** start of EXCERPTED TEXT **

Previously, we had been held back by the material realities of trying to build a several thousand mile (as long as 22,000 miles) elevator cable. The advent of carbon nanotube technology, still in its infancy, could be the lightweight but incredibly strong materials breakthrough that makes this possible. If completed, the space elevator would be the largest structure ever built.
More on space elevators in an excellent entry at Wikipedia, at NASA, and a short video from PBS’s NOVA.
NASA is trying to move quickly to finish the International Space Station before they decommission the Space Shuttle in 2010. This is primarily because the program currently in development to replace the shuttle, the Orion orbital vehicle and Constellation launch system, will most likely not be operational until 2015. This leaves a four to five year period where NASA will not be able to access space without the help of others, whether they be companies or nations. The good news is that at that time there will be several options as Russia, Japan (JAXA), the European Space Agency (ESA), and possibly even China will have operational orbital programs, not to mention the private ventures like SpaceX and Rocketplane Kistler (two very cool companies, definitely check them out) that are currently contracted by NASA to develop supplementary ISS transport and support programs. The program from SpaceX, the Falcon9 rocket and Dragon space vehicle, is planned to be operational by 2010. I imagine that Sir Richard Branson would be willing to help, if needed.

** end of EXCERPTED TEXT **
** start of INFORMATION SUPPLIED **

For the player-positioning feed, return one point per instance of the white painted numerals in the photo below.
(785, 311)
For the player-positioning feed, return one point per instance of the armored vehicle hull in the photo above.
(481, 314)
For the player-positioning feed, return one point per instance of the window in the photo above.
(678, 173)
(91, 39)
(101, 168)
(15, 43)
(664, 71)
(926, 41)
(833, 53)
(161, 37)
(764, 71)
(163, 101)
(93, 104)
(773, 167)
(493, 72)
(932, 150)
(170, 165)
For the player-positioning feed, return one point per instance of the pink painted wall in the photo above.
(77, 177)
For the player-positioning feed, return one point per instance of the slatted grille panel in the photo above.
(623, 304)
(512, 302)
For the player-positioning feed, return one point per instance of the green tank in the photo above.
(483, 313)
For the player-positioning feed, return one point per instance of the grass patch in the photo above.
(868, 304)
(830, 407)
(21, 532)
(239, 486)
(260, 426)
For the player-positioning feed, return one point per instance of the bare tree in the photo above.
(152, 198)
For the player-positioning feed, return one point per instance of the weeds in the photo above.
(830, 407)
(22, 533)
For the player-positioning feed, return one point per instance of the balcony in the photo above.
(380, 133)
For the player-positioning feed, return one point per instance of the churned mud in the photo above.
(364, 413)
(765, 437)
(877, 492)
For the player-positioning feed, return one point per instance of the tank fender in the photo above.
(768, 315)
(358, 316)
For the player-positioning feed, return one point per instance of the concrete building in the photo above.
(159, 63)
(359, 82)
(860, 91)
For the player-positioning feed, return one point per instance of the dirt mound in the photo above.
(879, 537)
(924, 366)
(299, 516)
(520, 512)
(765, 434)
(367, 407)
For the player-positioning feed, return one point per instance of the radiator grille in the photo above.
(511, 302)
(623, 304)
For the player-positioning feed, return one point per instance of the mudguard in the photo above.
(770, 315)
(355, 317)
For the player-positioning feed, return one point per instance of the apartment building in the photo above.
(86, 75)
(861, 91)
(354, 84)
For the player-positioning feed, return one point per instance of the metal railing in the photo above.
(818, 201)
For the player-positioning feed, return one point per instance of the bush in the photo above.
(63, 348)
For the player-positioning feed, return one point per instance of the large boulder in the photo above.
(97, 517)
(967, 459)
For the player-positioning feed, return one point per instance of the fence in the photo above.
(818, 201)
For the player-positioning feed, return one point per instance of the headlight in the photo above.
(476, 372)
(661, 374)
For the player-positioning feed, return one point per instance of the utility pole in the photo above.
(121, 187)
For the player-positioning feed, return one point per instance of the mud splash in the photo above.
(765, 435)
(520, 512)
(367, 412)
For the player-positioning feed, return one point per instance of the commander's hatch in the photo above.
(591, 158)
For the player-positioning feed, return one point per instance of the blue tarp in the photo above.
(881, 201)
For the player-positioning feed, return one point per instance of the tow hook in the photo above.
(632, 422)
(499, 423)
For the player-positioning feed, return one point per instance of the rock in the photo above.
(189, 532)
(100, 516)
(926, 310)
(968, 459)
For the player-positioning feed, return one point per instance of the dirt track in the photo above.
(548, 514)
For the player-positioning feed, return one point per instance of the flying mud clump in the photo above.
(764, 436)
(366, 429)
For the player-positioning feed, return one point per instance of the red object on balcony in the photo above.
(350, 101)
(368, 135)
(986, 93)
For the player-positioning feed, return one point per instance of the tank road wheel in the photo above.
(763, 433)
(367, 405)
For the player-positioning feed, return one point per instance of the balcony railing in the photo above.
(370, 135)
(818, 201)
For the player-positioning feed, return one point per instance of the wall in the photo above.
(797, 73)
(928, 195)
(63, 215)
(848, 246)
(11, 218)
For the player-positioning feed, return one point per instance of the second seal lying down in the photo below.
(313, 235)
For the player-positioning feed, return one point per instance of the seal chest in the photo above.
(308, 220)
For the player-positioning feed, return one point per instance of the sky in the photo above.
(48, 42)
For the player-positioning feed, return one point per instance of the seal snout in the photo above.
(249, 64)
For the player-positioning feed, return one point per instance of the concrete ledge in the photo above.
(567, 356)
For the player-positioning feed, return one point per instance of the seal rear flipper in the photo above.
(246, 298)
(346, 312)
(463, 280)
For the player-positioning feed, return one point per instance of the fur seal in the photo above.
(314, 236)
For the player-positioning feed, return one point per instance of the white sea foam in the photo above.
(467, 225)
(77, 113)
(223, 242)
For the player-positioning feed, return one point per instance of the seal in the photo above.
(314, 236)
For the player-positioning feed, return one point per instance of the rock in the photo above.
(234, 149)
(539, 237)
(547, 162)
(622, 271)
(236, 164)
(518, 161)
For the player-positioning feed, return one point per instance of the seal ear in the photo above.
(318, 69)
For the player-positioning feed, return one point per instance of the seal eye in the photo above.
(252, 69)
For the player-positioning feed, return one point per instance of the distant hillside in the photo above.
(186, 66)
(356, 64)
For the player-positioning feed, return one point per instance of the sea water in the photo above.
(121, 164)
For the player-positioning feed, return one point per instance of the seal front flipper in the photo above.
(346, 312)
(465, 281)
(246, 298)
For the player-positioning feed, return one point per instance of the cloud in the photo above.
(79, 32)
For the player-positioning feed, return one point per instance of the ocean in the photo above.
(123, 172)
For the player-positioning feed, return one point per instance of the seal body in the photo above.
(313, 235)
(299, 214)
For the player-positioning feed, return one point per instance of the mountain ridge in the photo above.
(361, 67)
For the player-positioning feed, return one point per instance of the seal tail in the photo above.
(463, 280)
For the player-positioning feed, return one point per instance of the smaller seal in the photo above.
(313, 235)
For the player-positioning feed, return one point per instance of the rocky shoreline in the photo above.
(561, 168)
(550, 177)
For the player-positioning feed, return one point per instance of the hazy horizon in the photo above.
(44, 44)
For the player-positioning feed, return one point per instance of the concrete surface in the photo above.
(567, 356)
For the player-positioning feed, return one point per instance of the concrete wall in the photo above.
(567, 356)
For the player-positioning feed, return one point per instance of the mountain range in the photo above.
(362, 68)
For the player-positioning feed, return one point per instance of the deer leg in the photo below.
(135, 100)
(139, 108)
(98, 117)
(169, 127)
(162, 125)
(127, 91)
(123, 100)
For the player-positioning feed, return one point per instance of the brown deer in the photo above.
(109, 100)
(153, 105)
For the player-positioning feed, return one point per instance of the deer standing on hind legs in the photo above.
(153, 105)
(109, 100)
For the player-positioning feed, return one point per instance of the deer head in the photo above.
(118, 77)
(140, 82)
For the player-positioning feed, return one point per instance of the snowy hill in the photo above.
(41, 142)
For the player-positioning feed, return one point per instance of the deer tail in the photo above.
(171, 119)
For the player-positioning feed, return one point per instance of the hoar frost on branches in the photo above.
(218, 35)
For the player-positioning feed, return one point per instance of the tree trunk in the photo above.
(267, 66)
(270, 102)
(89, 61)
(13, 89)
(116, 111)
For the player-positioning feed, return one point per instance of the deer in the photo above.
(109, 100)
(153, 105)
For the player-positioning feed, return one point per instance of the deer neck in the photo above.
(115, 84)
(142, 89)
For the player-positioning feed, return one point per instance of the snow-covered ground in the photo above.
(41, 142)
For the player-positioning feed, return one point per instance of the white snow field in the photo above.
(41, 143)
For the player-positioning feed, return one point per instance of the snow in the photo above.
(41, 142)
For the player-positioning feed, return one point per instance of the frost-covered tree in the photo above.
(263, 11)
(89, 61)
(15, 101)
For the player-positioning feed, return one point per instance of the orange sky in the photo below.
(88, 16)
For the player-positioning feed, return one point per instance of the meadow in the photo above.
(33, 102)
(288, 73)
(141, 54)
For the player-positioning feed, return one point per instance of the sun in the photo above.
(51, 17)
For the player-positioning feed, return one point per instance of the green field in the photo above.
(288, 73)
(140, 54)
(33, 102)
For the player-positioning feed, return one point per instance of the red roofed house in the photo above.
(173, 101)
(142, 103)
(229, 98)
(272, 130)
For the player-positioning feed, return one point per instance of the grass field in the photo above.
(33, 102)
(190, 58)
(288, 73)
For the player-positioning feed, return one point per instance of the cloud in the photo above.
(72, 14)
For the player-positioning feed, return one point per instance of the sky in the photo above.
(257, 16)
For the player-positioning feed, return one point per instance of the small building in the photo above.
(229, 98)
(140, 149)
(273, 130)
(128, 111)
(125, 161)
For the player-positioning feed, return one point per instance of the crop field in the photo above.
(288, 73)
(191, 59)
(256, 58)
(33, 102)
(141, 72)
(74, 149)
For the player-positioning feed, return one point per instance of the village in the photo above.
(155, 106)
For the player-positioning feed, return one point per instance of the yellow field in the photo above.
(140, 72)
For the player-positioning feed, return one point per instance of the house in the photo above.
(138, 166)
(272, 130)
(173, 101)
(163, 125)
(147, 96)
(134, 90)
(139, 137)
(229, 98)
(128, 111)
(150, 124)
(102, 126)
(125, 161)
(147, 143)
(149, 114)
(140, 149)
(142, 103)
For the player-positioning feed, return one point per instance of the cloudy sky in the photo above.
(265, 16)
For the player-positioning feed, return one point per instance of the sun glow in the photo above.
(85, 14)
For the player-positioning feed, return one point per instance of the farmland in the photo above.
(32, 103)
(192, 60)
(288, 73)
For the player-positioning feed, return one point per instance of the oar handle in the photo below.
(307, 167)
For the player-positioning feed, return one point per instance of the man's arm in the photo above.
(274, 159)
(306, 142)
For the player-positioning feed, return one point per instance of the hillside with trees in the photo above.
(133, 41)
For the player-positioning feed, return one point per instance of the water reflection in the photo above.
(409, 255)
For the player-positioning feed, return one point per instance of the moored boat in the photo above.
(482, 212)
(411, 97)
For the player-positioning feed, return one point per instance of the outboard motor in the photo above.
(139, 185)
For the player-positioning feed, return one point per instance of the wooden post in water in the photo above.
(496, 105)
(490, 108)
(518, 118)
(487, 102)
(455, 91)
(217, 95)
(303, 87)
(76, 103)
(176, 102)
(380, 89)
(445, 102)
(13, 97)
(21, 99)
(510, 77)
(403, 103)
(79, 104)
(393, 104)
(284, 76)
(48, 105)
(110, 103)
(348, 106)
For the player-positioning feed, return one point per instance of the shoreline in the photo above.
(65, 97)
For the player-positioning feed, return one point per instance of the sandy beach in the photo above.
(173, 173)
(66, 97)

** end of INFORMATION SUPPLIED **

• EXERCISE INSTRUCTIONS
1) Reproduce the space exploration passage above word for word, starting at "Previously, we had" and ending at "from PBS’s NOVA.".
2) In the space exploration passage, which rocket and space vehicle make up the SpaceX program?

• RESPONSE LIST
1)
Previously, we had been held back by the material realities of trying to build a several thousand mile (as long as 22,000 miles) elevator cable. The advent of carbon nanotube technology, still in its infancy, could be the lightweight but incredibly strong materials breakthrough that makes this possible. If completed, the space elevator would be the largest structure ever built.
More on space elevators in an excellent entry at Wikipedia, at NASA, and a short video from PBS’s NOVA.

2) The Falcon9 rocket and the Dragon space vehicle.